Excerpts of labeled region data
-*-*-

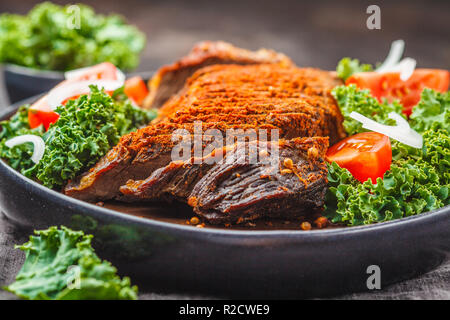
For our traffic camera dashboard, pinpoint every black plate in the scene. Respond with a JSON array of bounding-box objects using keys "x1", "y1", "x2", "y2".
[{"x1": 0, "y1": 94, "x2": 450, "y2": 298}]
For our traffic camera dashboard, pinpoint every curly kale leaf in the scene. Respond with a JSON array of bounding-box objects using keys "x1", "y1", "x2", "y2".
[
  {"x1": 5, "y1": 226, "x2": 137, "y2": 300},
  {"x1": 0, "y1": 105, "x2": 44, "y2": 176},
  {"x1": 0, "y1": 2, "x2": 146, "y2": 70},
  {"x1": 409, "y1": 88, "x2": 450, "y2": 133},
  {"x1": 336, "y1": 58, "x2": 373, "y2": 81},
  {"x1": 332, "y1": 84, "x2": 402, "y2": 135}
]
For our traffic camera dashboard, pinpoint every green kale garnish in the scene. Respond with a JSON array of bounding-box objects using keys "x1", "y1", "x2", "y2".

-*-*-

== SET PROBLEM ==
Copy all of the items above word for word, leaving out the pictures.

== TASK OUTPUT ==
For our traffic camera dashboard, pinpoint every black plate in the scene. Respond with a JSON array of bounding-box objects using keys "x1", "y1", "x2", "y2".
[{"x1": 0, "y1": 94, "x2": 450, "y2": 298}]
For our traffic camera dashboard, pinpoint every curly kale leaf in the scene. Respond with a JSON array of bounding-box objects using keys "x1", "y1", "x2", "y2".
[
  {"x1": 5, "y1": 226, "x2": 137, "y2": 300},
  {"x1": 0, "y1": 105, "x2": 44, "y2": 176},
  {"x1": 0, "y1": 2, "x2": 146, "y2": 70},
  {"x1": 409, "y1": 88, "x2": 450, "y2": 133},
  {"x1": 336, "y1": 58, "x2": 373, "y2": 81},
  {"x1": 332, "y1": 84, "x2": 402, "y2": 135}
]
For our traffic camera dashboard, pinpoint every green kale garnish in the scene. Respond with a JSON array of bounding-box objects using keys "x1", "y1", "x2", "y2".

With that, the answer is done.